Case study: Document prepared for the Author development team
1. The .liquid Package: What You Have
The .liquid format is a macOS package (directory) containing:
Document.liquid/
└── Contents/
├── Content.rtfd/TXT.rtf ← Main document text (RTF)
├── Content.liquidstore ← Binary plist (NSAttributedString archive)
├── Author.plist ← Document metadata (author, title, institution)
├── Citations.plist ← Full citation database, keyed by UUID
├── DynamicView.json ← Map view: nodes, positions, connections
├── LeftMarginDynamicView.json ← Left margin map data
├── RightMarginDynamicView.json← Right margin map data
├── glossary.json ← Defined concepts with internal link IDs
├── Cuttings.plist ← Clippings/excerpts (binary RTF data)
├── Version.plist ← Format version, font size, citation style
├── endnotes.json ← Endnotes (empty in sample)
├── inlineNotes.json ← Inline notes (empty in sample)
├── customJSON.json ← Custom JSON payload (null in sample)
├── Comments.plist ← Comments (empty in sample)
└── Hidden.plist ← Hidden content (empty in sample)
Key structural observations
Content encoding: The main text is RTF with Cocoa extensions (\cocoartf2870). Headings are distinguished by font and size: title is Baskerville \fs50, section headings are Baskerville \fs38, body text is TimesNewRomanPSMT \fs34. Key/opening sentences use colour index \cf4 (brown/amber); body text uses \cf3 (dark grey).

PROVIDED MATERIAL
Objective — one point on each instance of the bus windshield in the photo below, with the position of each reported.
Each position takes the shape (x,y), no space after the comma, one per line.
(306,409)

AIM A
Translate this sentence from the .liquid case study into Spanish: "The main text is RTF with Cocoa extensions (\cocoartf2870)."
AIM B
Answer these questions from the .liquid case study:
(i) What font and size does the title use?
(ii) Which file holds the full citation database, and what is it keyed by?
(iii) What three things does Version.plist record?
AIM C
Revise the part of the .liquid case study starting with "Case study: Document" and going on through "plist (NSAttributedString archive)", putting "folder" in place of "directory".

CORRECT RESULT A
El texto principal es RTF con extensiones de Cocoa (\cocoartf2870).

CORRECT RESULT B
(i) Baskerville \fs50
(ii) Citations.plist, keyed by UUID
(iii) Format version, font size and citation style

CORRECT RESULT C
Case study: Document prepared for the Author development team
1. The .liquid Package: What You Have
The .liquid format is a macOS package (folder) containing:
Document.liquid/
└── Contents/
├── Content.rtfd/TXT.rtf ← Main document text (RTF)
├── Content.liquidstore ← Binary plist (NSAttributedString archive)